begin

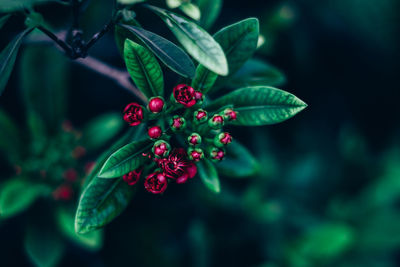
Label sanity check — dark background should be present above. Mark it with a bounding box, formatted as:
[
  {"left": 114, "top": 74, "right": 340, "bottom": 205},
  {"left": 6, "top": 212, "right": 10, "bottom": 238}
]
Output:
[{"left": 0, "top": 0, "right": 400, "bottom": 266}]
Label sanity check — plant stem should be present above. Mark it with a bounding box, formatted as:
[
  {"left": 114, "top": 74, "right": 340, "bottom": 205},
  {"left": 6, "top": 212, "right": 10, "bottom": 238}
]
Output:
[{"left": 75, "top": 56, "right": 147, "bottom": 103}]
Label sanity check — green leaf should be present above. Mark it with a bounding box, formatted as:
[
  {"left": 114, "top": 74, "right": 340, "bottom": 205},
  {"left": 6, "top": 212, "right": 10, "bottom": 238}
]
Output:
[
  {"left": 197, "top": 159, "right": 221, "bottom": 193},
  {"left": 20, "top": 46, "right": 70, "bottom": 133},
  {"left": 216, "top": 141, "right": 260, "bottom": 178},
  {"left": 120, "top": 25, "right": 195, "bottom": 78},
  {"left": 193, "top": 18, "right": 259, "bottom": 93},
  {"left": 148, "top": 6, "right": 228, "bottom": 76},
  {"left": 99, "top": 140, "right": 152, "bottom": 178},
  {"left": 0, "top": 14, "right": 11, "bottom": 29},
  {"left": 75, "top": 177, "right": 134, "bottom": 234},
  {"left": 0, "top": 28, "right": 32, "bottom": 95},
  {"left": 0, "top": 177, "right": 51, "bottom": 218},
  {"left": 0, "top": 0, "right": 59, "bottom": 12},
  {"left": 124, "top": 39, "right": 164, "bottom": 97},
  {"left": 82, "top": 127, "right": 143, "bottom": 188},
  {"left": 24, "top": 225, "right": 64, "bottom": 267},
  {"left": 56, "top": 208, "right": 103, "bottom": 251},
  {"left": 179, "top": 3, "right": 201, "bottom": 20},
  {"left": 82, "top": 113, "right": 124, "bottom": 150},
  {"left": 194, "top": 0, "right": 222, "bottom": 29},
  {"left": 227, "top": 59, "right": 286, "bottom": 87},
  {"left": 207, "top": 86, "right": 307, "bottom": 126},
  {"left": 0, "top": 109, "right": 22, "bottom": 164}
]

end

- _Problem requirements_:
Tally the lines in the entries above that contain the word "with", and give only that number.

- _Exercise answer_:
3